4.2 Can the impact of the tariffs announced by the United States and its trading partners already be detected in the data? Some initial evidence

In the United States, firms operating in the targeted sectors seem to have initially circumvented part of the adverse impact of tariffs by frontloading their imports. US imports from China of products targeted by the US tariffs increased before the tariffs came into effect and declined in the aftermath (see Chart 6).[24] Total US imports also rose sharply, by 9.1% year on year in the third quarter of 2018, partly reflecting firms’ stockpiling. The increase was associated with a surge in inventories, while business investment declined. Although this suggests the presence of frontloading effects, the sharp rise in imports may also reflect buoyant US domestic demand on the back of procyclical fiscal stimuli and strong labour market conditions.

Chart 6

US imports from China and tariff implementation

(t = months of tariff implementation)

Sources: Census and ECB staff calculations.
Note: The data shown in the chart are for nominal imports.

Trade diversion effects may also be at play. In retaliation for US tariffs on Chinese goods, the Chinese authorities imposed a 25% tariff on Chinese imports of US soybeans in July 2018. While total Chinese imports of vegetable products (mostly soybeans) remained broadly stable following the announcement, imports from the United States were significantly lower than usual. However, imports from Brazil, which are unaffected by additional tariffs, have been rising more sharply than usual (see Chart 7).

Chart 7

Chinese imports of vegetable products by counterparty

(USD millions)

Sources: CEIC and ECB staff calculations.
Notes: The shaded areas show the range of values for imports of vegetable products from the United States and Brazil for each month of the year in the period 2010-17, in order to show the typical seasonal pattern. The latest observation is for September 2018.

The impact of rising tariffs on financial markets appears to have remained confined to the targeted sectors. Global financial markets have generally been resilient to the announcements of new tariffs. This may reflect the fact that they have thus far targeted only a small fraction of global trade. At the same time, US companies potentially affected by higher tariffs, such as those highly exposed to regions outside the United States in terms of revenue generation, have clearly underperformed (see Chart 8). An analysis by the ECB indicates that underperformance in the affected sectors can almost always be traced back to changes in risk premia, whereas fundamentals – such as earnings expectations and credit risk – do not change much.[25] Chinese equity prices were also harder hit in 2018 in the wake of several trade announcements.

Chart 8

Sectoral developments of equity returns

(x-axis: sectoral trade openness as a percentage; y-axis: cumulated percentage return after six tariff announcements)

Sources: Haver Analytics, Bloomberg and ECB calculations.

Data entries =

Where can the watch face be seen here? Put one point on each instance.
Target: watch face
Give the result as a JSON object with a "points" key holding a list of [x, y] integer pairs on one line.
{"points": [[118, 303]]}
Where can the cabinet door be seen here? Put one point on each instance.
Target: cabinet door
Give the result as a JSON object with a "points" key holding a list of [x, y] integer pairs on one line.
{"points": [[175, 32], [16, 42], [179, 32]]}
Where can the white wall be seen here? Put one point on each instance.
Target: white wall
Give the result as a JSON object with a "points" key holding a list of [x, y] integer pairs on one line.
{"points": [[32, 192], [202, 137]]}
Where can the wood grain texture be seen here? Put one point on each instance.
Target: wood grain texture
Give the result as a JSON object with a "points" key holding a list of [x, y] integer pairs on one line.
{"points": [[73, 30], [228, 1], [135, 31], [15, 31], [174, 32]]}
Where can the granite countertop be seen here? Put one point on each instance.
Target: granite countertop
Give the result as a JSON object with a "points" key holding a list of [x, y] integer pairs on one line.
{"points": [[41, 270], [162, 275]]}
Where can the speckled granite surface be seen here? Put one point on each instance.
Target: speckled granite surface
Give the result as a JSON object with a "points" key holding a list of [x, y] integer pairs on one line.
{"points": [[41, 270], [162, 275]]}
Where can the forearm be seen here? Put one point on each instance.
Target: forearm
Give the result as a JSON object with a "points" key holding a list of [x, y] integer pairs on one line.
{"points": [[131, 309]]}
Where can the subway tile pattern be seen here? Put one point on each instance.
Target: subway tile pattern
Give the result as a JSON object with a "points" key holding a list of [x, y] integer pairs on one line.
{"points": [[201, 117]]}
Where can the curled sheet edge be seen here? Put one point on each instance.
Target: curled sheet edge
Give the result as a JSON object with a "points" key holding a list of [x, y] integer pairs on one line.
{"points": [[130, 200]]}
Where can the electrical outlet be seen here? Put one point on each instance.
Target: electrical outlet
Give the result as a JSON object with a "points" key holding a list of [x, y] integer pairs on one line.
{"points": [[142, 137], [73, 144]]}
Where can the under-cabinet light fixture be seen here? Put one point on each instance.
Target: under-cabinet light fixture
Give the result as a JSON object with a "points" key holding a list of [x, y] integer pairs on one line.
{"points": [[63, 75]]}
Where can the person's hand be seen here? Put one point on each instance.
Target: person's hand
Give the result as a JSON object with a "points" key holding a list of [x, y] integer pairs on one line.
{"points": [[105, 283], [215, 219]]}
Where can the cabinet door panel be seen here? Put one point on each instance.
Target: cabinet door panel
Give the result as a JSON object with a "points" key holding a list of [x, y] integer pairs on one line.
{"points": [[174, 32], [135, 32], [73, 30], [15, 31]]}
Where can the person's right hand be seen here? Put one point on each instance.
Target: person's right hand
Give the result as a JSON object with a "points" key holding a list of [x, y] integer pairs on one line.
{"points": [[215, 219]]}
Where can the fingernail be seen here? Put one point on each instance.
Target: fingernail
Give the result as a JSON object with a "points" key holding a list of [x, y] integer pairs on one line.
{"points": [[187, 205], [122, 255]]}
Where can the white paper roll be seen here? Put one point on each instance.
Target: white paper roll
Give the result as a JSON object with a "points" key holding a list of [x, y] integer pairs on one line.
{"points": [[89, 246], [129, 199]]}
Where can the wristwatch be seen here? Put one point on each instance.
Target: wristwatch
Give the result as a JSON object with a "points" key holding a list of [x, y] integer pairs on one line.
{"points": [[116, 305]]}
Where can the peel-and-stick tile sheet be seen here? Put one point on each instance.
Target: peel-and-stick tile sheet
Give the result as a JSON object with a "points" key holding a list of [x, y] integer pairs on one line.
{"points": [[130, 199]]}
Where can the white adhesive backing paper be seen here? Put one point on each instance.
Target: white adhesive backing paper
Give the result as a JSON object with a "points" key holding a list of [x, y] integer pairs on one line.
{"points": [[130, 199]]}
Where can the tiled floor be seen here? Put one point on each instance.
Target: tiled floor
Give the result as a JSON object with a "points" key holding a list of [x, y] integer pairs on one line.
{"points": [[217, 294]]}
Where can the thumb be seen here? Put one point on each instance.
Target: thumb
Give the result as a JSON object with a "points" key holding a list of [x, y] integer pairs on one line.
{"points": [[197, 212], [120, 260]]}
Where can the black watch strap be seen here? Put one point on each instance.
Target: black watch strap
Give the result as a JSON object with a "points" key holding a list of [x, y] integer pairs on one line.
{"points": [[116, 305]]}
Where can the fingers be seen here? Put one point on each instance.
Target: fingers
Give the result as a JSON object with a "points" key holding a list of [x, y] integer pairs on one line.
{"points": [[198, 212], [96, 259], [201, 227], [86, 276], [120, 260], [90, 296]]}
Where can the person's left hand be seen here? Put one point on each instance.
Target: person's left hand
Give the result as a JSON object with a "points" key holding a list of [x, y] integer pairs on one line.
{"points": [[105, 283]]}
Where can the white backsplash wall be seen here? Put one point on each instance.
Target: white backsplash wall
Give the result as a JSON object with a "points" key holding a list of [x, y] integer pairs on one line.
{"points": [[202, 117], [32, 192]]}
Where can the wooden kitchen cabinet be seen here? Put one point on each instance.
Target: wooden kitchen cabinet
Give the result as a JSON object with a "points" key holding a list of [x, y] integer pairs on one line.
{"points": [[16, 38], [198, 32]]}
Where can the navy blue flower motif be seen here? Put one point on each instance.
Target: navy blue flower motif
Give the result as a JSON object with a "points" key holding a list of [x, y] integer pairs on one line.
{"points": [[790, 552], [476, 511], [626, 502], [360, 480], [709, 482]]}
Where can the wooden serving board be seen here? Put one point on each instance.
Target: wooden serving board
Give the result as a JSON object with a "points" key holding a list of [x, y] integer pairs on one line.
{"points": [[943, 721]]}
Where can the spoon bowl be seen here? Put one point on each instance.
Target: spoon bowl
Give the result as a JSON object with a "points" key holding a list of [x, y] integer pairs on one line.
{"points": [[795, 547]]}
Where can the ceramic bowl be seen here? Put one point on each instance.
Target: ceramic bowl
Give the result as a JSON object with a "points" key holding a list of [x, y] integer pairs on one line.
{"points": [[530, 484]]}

Required work =
1) Could you rename "Bloomberg" to "Refinitiv" while copying the stretch of the tariff text from "(x-axis: sectoral trade" through "and ECB calculations."?
2) Can you turn the paragraph of the tariff text that begins "Trade diversion effects may also be at play" into a short bulleted list that keeps its main facts?
3) Will you pick up the tariff text at its final line and continue it?
The items are separate material and have no connection to the text on tariffs.

Answers =
1)
(x-axis: sectoral trade openness as a percentage; y-axis: cumulated percentage return after six tariff announcements)

Sources: Haver Analytics, Refinitiv and ECB calculations.

2)
- Trade diversion may also be happening.
- In July 2018, China retaliated against US tariffs on Chinese goods with a 25% tariff on imports of US soybeans.
- Total Chinese imports of vegetable products, mostly soybeans, stayed broadly stable after the announcement.
- Imports from the United States were significantly lower than usual.
- Imports from Brazil, which face no additional tariffs, rose more sharply than usual (Chart 7).

3)
Notes: The chart shows the cumulated shares reaction following six major US and China tariff announcements since the beginning of 2018. Sub-industries classified according to the eight-digit Global Industry Classification Standard (GICS) of the S&P 500 sectoral indexes were matched to imports/exports and value added data according to the three-digit and four-digit North American Industry Classification System (NAICS). Sectoral trade openness is calculated as the sum of imports and exports divided by gross value added in the respective sub-industry in 2016. The latest observation is for 5 October 2018. The GICS sub-industries shown in the chart constitute 35% of the market capitalisation of the five underlying sectors in the S&P 500 for which trade and value added data were available (Materials, Industrials, Consumer Discretionary, Consumer Staples and Information Technology) and 20% of the total market capitalisation of the S&P 500. The NAICS classifications used constitute 58% of the total US trade in goods in 2016.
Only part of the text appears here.